**DATA FOR PROCESSING:**
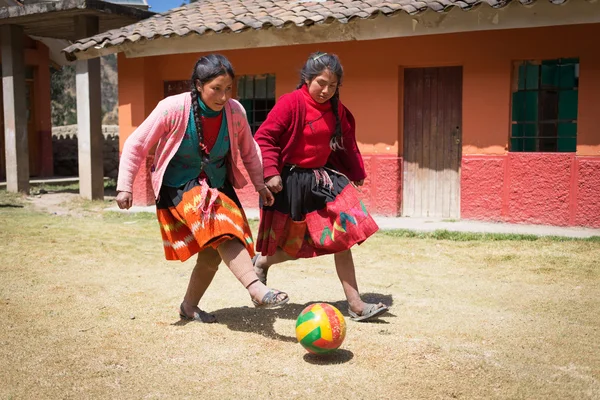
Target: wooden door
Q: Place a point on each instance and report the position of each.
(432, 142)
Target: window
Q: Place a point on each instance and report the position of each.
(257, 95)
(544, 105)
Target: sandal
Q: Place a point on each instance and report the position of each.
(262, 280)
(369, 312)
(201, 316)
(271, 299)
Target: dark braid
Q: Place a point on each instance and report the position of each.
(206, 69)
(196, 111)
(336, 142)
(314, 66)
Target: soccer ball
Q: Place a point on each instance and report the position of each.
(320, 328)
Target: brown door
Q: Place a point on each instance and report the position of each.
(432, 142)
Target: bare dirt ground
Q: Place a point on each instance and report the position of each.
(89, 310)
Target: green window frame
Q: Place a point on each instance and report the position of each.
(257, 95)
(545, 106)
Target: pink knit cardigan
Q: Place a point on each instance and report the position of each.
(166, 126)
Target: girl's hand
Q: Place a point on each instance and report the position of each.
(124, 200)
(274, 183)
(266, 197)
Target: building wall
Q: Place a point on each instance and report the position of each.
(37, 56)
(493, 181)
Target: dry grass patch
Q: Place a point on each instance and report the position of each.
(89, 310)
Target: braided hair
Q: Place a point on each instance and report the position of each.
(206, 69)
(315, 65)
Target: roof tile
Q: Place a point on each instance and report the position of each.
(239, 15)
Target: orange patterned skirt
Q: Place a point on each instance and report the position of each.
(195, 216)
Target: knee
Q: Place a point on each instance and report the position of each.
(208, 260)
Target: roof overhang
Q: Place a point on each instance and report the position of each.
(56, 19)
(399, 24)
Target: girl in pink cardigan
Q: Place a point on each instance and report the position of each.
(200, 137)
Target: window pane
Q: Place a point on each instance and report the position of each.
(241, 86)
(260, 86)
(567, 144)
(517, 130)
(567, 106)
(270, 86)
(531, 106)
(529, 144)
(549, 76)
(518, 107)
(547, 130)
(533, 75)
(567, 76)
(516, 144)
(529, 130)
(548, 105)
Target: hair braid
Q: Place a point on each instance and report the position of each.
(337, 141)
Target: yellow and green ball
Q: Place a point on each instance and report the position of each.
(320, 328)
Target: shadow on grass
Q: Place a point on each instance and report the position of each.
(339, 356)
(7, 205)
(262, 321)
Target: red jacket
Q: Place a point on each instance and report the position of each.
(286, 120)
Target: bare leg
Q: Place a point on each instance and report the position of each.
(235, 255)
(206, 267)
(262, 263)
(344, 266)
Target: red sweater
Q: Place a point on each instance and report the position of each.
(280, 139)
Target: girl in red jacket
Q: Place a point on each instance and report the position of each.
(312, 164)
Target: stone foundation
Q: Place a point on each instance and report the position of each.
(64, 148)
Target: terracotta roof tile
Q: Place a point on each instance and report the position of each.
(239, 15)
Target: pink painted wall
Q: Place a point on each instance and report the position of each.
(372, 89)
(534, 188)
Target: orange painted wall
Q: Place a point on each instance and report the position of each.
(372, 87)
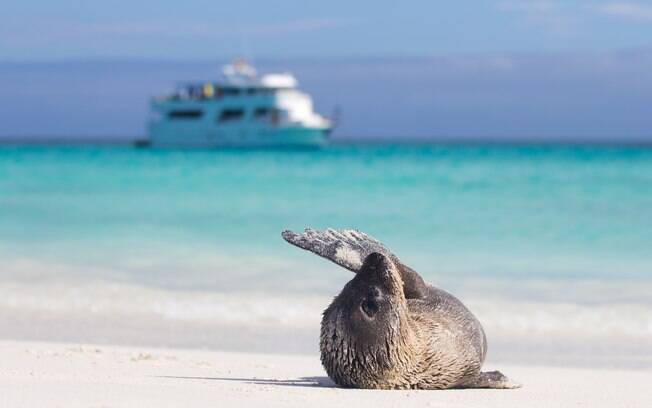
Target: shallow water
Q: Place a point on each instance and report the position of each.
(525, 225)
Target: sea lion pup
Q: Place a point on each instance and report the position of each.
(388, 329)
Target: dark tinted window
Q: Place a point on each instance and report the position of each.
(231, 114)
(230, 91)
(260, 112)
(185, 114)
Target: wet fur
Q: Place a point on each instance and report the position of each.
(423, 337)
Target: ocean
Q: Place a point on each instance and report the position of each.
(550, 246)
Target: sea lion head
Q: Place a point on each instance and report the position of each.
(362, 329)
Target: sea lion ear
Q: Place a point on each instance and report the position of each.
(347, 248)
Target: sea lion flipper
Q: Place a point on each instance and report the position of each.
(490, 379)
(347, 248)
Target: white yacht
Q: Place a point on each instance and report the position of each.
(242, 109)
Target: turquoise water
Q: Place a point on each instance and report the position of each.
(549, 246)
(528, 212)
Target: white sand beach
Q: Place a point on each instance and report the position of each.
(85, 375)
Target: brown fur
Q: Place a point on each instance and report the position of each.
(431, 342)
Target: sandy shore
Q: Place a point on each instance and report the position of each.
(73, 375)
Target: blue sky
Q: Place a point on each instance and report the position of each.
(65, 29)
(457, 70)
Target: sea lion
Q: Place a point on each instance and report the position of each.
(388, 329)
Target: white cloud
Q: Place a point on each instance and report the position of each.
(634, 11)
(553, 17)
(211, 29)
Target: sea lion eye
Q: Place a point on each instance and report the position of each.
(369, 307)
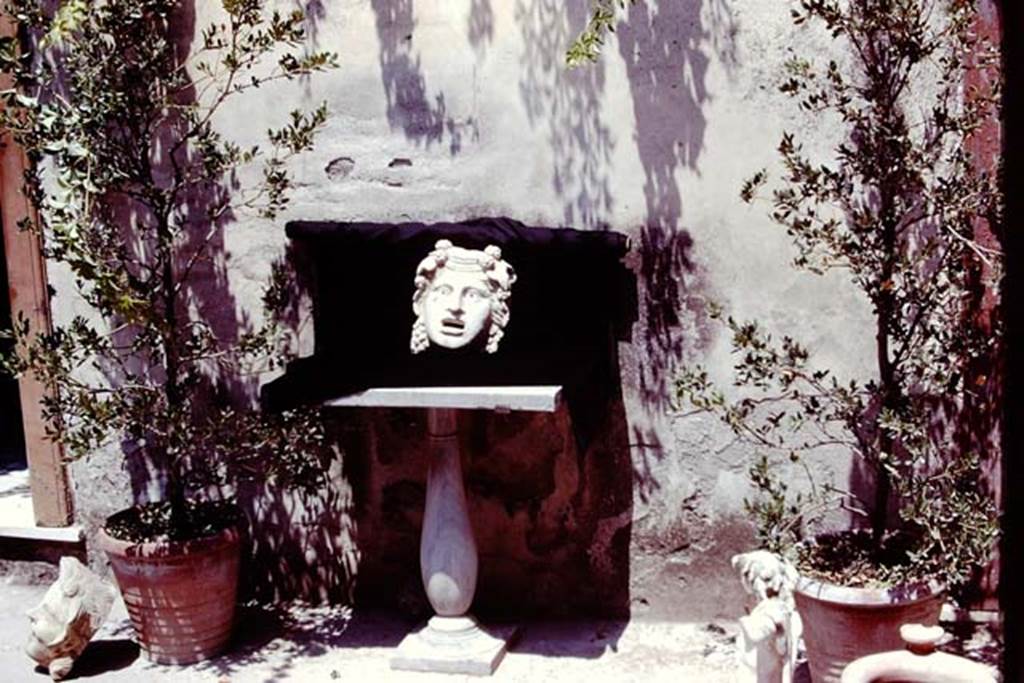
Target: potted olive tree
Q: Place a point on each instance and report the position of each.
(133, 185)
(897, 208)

* * *

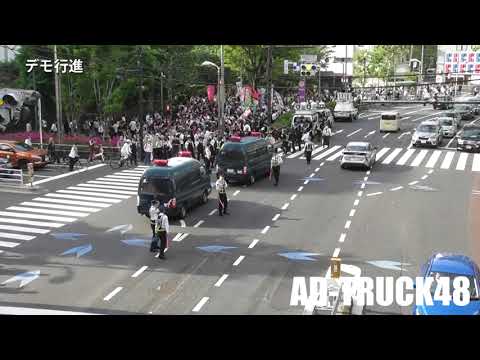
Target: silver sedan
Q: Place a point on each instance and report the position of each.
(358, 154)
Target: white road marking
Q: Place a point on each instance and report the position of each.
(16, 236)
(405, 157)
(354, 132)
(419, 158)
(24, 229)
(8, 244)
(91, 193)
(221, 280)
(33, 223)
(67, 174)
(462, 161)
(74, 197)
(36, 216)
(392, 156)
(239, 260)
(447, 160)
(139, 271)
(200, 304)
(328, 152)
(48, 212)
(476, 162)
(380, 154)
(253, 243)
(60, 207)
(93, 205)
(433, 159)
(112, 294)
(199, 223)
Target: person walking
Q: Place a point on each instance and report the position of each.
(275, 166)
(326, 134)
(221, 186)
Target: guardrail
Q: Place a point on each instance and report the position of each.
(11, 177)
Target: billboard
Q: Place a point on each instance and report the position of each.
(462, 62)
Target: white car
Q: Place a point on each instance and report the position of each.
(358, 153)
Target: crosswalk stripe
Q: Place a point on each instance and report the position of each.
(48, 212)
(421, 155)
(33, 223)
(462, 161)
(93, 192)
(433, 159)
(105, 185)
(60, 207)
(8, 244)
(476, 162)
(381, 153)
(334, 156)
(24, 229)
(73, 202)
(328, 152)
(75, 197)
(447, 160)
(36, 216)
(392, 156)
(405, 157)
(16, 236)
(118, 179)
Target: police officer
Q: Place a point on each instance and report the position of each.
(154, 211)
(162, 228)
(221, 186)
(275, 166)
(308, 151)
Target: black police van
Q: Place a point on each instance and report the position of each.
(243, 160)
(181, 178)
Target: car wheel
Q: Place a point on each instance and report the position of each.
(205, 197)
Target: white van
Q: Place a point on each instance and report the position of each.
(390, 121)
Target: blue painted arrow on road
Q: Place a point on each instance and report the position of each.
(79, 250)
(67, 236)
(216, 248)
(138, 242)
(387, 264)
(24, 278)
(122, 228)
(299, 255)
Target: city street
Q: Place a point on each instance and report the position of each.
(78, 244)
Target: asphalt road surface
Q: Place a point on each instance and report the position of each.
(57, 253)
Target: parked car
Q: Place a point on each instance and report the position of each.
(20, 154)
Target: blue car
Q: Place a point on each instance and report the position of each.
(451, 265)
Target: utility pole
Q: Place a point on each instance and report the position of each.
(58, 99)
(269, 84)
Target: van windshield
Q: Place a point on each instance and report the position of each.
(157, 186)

* * *

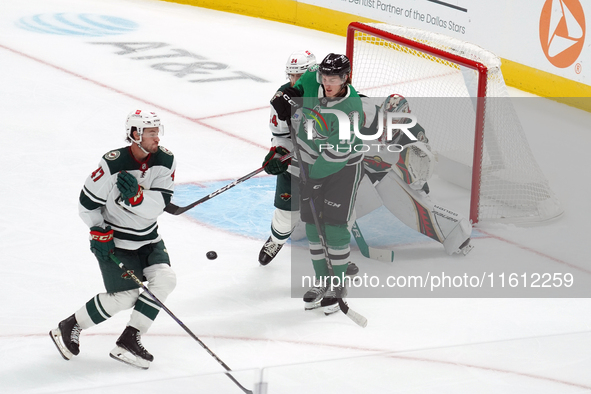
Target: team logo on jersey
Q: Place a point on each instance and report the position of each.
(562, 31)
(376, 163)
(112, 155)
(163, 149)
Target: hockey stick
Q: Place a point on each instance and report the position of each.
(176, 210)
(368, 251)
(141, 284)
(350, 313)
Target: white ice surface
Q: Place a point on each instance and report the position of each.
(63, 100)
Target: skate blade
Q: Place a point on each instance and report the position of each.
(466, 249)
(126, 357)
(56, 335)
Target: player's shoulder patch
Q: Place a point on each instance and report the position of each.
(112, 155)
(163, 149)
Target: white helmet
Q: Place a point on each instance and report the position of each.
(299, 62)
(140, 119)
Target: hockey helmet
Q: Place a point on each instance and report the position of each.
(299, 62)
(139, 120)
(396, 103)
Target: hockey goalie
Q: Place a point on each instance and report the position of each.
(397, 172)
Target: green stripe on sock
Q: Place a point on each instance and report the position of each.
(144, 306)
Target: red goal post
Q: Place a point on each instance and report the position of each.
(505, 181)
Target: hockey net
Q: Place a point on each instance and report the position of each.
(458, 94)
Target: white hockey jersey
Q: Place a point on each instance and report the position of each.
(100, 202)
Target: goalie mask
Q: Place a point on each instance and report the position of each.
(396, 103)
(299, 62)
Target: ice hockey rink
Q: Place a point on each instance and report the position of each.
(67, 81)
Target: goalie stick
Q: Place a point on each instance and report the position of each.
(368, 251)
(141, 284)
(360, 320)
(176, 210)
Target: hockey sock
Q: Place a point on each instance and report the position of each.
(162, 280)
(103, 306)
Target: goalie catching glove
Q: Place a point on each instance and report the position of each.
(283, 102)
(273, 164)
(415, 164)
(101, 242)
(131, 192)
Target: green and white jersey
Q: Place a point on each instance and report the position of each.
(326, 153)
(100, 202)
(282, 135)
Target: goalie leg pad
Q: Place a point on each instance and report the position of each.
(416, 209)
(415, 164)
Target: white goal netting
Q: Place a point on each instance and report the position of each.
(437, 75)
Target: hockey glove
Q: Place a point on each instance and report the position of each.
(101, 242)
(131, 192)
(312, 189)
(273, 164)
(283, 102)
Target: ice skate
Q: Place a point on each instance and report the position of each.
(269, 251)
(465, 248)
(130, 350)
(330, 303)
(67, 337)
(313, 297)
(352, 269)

**TASK DESCRIPTION:** Please give an exact copy of the entries above, from the line with "Target: girl's hand" down to the line with "Target: red sweater", inclusive, and nothing else.

**ANSWER:**
Target: girl's hand
Q: Place a point on each instance and report the position of each.
(124, 200)
(274, 183)
(266, 197)
Target: building wall
Q: Place a point on each instance and report the position of each.
(37, 56)
(493, 181)
Target: dry grass patch
Q: Place a point on each instance and report the position of each.
(89, 310)
Target: braided hair
Q: Place a point on each instance and report the position of each.
(206, 69)
(315, 65)
Target: roof tile
Q: Place a point on each instance and report the position of each.
(239, 15)
Target: orange patterned skirt
Q: Place a point on each instance and report the position of each.
(195, 216)
Target: knee
Q: Place a point on each instance and report the position of each.
(208, 260)
Target: roof overhang
Q: Place a point on each instance and report the position of each.
(56, 19)
(399, 24)
Target: girl in pink cardigan
Q: Place a point on each instance and report the position of each.
(200, 137)
Target: window pane
Q: Place a point on each instance and report the position of each.
(241, 86)
(260, 86)
(567, 144)
(517, 130)
(567, 106)
(270, 86)
(531, 106)
(529, 144)
(549, 76)
(518, 107)
(547, 130)
(533, 75)
(567, 76)
(516, 144)
(529, 130)
(548, 105)
Target: hair braid
Q: Place a point on each instance and report the position of each.
(337, 141)
Target: yellow and green ball
Q: Place a point on each instance and report the position of each.
(320, 328)
Target: shadow on grass
Q: Place a point on each instance and report the position of each.
(339, 356)
(7, 205)
(262, 321)
Target: red jacket
Q: Place a point on each instance and report the position of each.
(286, 120)
Target: bare leg
Q: Place a point on each instance and report the position of each.
(235, 255)
(206, 267)
(262, 263)
(344, 266)
Target: red sweater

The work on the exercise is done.